[Records to process]
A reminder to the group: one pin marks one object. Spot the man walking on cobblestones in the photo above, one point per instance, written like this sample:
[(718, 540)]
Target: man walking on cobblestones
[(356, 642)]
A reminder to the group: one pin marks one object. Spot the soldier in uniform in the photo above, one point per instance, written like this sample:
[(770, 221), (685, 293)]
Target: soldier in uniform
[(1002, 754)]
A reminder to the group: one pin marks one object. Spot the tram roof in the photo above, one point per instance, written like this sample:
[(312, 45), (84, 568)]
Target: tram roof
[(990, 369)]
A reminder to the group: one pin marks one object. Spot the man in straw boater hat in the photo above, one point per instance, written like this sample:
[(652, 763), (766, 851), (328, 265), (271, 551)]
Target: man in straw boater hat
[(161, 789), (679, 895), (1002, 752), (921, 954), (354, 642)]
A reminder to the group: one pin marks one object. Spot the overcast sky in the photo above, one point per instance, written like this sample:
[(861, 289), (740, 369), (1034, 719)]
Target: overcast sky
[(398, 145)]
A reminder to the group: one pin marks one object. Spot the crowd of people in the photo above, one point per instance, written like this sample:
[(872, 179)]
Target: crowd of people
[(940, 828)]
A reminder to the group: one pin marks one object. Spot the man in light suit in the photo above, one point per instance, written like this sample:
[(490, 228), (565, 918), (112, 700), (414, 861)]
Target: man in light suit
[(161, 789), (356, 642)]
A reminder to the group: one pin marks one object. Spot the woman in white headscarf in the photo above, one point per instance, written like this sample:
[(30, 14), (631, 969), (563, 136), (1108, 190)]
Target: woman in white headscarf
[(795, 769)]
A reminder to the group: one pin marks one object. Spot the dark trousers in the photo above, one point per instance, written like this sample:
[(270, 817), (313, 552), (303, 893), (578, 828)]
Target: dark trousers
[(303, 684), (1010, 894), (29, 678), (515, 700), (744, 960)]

[Task brief]
Switch every "uniform" to "camouflage" in the data from the line with "Spot the soldier" up to and including the line with "[(1002, 754)]". Give back only those lines, with everything else unchanged.

[Solution to the problem]
A reminder to the group: one pin marks one object. Spot the soldier in camouflage in the photo above, one point per instance, written like this sample:
[(770, 221), (685, 293)]
Target: soldier in camouflage
[(1002, 754)]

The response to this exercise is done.